___ EXTRACTED TEXT ___

Project

General

Profile

Task #1706

Reduce implicit digest computation in ContentStore

Added by Junxiao Shi about 5 years ago. Updated over 4 years ago.

Status:
Closed
Priority:
Normal
Assignee:
Category:
Tables
Target version:
Start date:
Due date:
% Done:

100%

Estimated time:
6.00 h

Description

Every time a Data packet is inserted to the ContentStore, its full Name (including the implicit digest component) is requested, which involves implicit digest computation; benchmark shows that implicit digest computation accounts for 48% time in a find-insert scenario.

The purpose of requesting a full Name upon insertion is to determine the relative order between two Data packets that have the same Name (without implicit digest), and to determine whether a cached Data can satisfy an Interest that may contain an implicit digest as its last Name component or exclude a range of implicit digests.
However, most Data packets have unique Names so their ordering can be determined without knowing the full Name, and most Interests do not appear to have an implicit digest as its last Name component and do not appear to exclude a range of implicit digests.
Therefore, we can optimize for the expected case, to eliminate implicit digest computation unless when necessary.

This Task is to implement the idea in tables-concept-cs_20140117.pptx, so that implicit digest computation is performed only when necessary.

tables-concept-cs_20140117.pptx (62.9 KB) tables-concept-cs_20140117.pptx Junxiao Shi, 06/26/2014 11:37 PM
repo-index_20140617.pptx (45.5 KB) repo-index_20140617.pptx Junxiao Shi, 09/28/2014 05:16 PM

Related issues

Related to ndn-cxx - Task #1707: Reduce implicit digest computation in Interest::matchesDataClosed

Blocked by ndn-cxx - Task #1640: ImplicitSha256DigestComponentClosed

Blocked by NFD - Task #2254: Rewrite ContentStore based on ContentStore stubClosed

History

#1 Updated by Alex Afanasyev about 5 years ago

Can you link/reference the benchmark?

#2 Updated by Junxiao Shi about 5 years ago

The benchmark is done with a modified version of tests/other/cs-smoketest.cpp.

___ SUPPLIED RECORDS ___

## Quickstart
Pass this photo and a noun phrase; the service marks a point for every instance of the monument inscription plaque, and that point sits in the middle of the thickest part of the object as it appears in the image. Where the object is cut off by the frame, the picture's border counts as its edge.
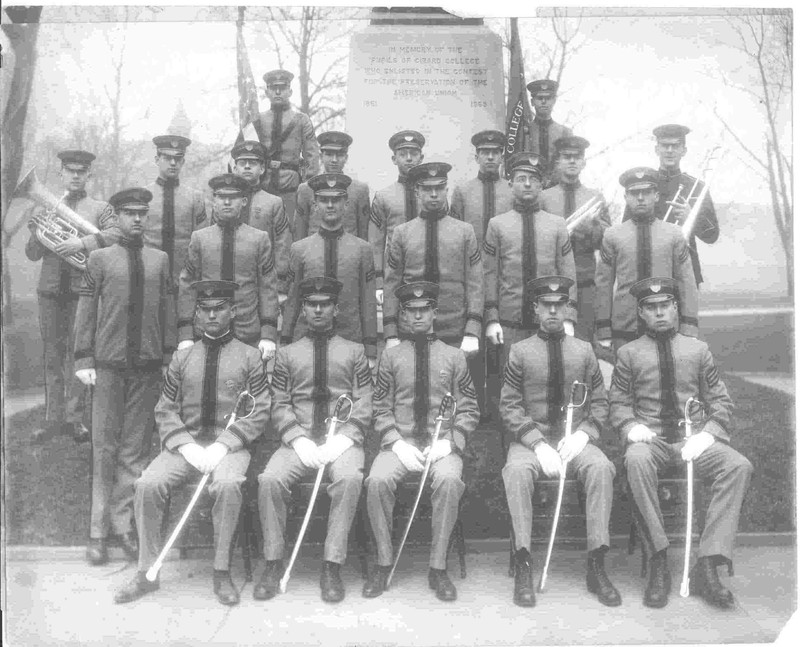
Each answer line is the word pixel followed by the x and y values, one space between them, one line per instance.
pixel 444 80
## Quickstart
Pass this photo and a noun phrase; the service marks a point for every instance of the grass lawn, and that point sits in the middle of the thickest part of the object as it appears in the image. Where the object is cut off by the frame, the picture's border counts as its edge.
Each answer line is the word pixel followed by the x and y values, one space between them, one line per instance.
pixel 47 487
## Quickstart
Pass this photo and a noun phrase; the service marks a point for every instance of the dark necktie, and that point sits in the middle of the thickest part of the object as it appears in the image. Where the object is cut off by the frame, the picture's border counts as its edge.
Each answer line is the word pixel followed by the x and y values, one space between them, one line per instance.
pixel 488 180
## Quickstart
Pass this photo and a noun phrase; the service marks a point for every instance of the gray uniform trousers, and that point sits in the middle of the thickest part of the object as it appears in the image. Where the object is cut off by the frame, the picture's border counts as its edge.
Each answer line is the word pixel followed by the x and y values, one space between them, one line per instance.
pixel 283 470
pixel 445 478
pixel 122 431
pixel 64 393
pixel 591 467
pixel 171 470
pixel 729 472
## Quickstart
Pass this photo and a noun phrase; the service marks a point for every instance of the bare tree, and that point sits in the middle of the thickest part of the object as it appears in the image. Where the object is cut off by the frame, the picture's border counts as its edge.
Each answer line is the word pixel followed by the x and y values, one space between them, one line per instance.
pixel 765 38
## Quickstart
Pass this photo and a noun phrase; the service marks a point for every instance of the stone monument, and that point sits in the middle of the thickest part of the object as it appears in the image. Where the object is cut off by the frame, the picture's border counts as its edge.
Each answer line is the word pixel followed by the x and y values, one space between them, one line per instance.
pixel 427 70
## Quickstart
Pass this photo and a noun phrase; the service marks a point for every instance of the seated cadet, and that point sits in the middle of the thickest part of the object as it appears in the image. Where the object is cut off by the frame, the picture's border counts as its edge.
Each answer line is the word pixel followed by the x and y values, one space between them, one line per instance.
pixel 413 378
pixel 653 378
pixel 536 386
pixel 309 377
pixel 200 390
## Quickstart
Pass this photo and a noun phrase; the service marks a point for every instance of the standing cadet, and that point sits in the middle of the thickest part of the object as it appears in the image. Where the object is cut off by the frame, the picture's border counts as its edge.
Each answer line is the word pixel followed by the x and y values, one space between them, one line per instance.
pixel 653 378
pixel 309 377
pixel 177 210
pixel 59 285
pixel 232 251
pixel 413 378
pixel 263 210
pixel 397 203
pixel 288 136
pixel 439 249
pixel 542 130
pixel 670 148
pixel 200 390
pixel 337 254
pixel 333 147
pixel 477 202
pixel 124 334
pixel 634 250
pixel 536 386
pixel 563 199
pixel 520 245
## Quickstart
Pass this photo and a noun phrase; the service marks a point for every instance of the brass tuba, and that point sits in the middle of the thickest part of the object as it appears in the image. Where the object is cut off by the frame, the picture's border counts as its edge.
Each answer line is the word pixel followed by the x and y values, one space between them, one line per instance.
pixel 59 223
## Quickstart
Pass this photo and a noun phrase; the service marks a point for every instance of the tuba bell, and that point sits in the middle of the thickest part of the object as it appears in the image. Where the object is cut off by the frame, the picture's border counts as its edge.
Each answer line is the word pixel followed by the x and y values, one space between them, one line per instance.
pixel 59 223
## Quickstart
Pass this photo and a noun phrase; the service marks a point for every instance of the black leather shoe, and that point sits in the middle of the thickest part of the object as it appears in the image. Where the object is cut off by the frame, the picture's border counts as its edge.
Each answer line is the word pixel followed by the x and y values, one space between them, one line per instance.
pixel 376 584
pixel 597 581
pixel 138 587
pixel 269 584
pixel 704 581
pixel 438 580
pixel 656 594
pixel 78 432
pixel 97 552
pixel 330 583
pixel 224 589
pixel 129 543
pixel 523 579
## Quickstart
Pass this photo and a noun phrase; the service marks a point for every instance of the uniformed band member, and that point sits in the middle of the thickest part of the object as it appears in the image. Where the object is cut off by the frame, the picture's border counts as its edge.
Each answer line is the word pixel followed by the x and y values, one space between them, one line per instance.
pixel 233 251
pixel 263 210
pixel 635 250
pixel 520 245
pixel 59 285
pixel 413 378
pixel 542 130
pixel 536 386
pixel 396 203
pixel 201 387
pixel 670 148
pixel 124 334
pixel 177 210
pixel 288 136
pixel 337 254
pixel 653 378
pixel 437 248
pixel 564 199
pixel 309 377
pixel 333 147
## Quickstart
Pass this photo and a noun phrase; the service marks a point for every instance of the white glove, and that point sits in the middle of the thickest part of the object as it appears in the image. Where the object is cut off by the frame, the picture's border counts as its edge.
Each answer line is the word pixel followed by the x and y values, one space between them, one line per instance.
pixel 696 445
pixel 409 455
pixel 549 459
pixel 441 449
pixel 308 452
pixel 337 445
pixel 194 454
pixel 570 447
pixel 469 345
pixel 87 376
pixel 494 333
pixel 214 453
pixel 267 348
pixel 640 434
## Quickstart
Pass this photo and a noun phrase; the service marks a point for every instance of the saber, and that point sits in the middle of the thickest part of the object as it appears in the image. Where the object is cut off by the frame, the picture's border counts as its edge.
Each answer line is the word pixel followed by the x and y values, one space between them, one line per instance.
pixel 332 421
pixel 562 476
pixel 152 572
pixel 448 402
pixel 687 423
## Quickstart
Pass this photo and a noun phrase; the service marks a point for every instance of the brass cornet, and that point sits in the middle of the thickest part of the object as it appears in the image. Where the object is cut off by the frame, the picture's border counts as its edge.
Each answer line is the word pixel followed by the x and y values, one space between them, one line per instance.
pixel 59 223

___

GOAL OF THE EXERCISE →
Print the full task page on reducing implicit digest computation in ContentStore again, word for word.

WRITTEN ANSWER →
Project

General

Profile

Task #1706

Reduce implicit digest computation in ContentStore

Added by Junxiao Shi about 5 years ago. Updated over 4 years ago.

Status:
Closed
Priority:
Normal
Assignee:
Category:
Tables
Target version:
Start date:
Due date:
% Done:

100%

Estimated time:
6.00 h

Description

Every time a Data packet is inserted to the ContentStore, its full Name (including the implicit digest component) is requested, which involves implicit digest computation; benchmark shows that implicit digest computation accounts for 48% time in a find-insert scenario.

The purpose of requesting a full Name upon insertion is to determine the relative order between two Data packets that have the same Name (without implicit digest), and to determine whether a cached Data can satisfy an Interest that may contain an implicit digest as its last Name component or exclude a range of implicit digests.
However, most Data packets have unique Names so their ordering can be determined without knowing the full Name, and most Interests do not appear to have an implicit digest as its last Name component and do not appear to exclude a range of implicit digests.
Therefore, we can optimize for the expected case, to eliminate implicit digest computation unless when necessary.

This Task is to implement the idea in tables-concept-cs_20140117.pptx, so that implicit digest computation is performed only when necessary.

tables-concept-cs_20140117.pptx (62.9 KB) tables-concept-cs_20140117.pptx Junxiao Shi, 06/26/2014 11:37 PM
repo-index_20140617.pptx (45.5 KB) repo-index_20140617.pptx Junxiao Shi, 09/28/2014 05:16 PM

Related issues

Related to ndn-cxx - Task #1707: Reduce implicit digest computation in Interest::matchesDataClosed

Blocked by ndn-cxx - Task #1640: ImplicitSha256DigestComponentClosed

Blocked by NFD - Task #2254: Rewrite ContentStore based on ContentStore stubClosed

History

#1 Updated by Alex Afanasyev about 5 years ago

Can you link/reference the benchmark?

#2 Updated by Junxiao Shi about 5 years ago

The benchmark is done with a modified version of tests/other/cs-smoketest.cpp.